● **Tekstfragment**
Kastelein.
Een woord dat in den loop der tijden wel erg gedegradeerd is. Oorspronkelijk onder het leenstelsel: een ambtenaar, wien de bewaring van een kasteel is opgedragen; stadhouder - van een (leen)heer; van de landsoverheid - op een kasteel; slotvoogd. Later, inzonderheid in Vlaanderen, titel van een stadhouder over een landstreek (met een (oud) leenheerlijk kasteel als zetel). ‘Jehan Sloeth, Heere van Sallick, Drossaert van het Landt van Vollenhoo, ende Casteleyn vande Heerlijckheydt Cuinder’ (Gr. Placaatboek).
De zetel van het rechtsgebied der vroegere Drosten van Muiden was het kasteel of slot aldaar; in verband daarmede voerden zij den titel van ‘Kastelein van Muiden’. Een gouverneur-bevelhebber van een vesting, hetzij al of niet een (voormalig) kasteel, verkreeg ook den titel kastelein. Ook onder de republiek de slotvoogden van sterkten als Loevestein. ‘Geweld van wallen, ....Beslagen poorten (enz.)... En d'onvermurwbre kasteleyn Versekerden op Loevesteyn Den Grooten Huigen...’.

● **Gegeven opdracht a**
Verzamel uit de onderstaande records elke regel waarin de tekenreeks "Target" voorkomt.

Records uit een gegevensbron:

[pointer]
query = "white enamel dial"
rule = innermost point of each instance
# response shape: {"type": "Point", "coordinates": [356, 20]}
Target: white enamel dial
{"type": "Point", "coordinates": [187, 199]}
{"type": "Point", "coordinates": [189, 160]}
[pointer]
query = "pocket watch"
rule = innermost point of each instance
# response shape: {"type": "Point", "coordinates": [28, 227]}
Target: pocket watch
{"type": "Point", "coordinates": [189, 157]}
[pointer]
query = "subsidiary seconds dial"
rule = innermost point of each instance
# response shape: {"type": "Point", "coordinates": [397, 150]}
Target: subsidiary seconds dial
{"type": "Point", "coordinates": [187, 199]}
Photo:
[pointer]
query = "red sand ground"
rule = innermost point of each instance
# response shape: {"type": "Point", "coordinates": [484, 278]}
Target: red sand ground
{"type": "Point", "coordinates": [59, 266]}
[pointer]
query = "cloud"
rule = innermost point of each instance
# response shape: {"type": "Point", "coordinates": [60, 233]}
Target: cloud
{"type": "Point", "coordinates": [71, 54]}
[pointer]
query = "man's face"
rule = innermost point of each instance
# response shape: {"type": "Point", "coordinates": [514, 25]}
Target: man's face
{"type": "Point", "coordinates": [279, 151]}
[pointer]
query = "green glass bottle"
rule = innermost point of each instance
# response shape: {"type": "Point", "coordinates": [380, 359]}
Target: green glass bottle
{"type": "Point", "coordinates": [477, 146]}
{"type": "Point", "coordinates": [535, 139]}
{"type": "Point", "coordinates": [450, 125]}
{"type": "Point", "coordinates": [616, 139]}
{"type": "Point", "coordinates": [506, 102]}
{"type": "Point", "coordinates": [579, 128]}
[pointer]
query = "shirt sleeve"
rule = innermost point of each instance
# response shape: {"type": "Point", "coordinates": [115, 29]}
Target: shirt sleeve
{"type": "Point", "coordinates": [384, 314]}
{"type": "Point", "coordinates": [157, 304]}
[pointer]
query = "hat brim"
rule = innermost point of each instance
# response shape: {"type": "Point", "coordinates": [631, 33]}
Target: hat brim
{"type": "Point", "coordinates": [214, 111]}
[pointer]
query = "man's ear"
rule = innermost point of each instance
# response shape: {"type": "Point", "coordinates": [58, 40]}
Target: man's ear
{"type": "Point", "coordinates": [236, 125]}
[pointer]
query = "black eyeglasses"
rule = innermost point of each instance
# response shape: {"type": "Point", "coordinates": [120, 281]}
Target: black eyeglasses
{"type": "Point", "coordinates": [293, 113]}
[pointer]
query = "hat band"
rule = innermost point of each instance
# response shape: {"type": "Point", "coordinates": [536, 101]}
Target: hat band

● **Gegeven opdracht b**
Citeer letterlijk uit de bovenstaande tekst over het begrip kastelein het gedeelte dat begint met "Een woord dat" en doorloopt tot en met "Cuinder’ (Gr. Placaatboek).".

● **Volledig antwoord a**
Target: white enamel dial
Target: pocket watch
Target: subsidiary seconds dial
Target: red sand ground
Target: cloud
Target: man's face
Target: green glass bottle
Target: shirt sleeve
Target: hat brim
Target: man's ear
Target: black eyeglasses
Target: hat band

● **Volledig antwoord b**
Een woord dat in den loop der tijden wel erg gedegradeerd is. Oorspronkelijk onder het leenstelsel: een ambtenaar, wien de bewaring van een kasteel is opgedragen; stadhouder - van een (leen)heer; van de landsoverheid - op een kasteel; slotvoogd. Later, inzonderheid in Vlaanderen, titel van een stadhouder over een landstreek (met een (oud) leenheerlijk kasteel als zetel). ‘Jehan Sloeth, Heere van Sallick, Drossaert van het Landt van Vollenhoo, ende Casteleyn vande Heerlijckheydt Cuinder’ (Gr. Placaatboek).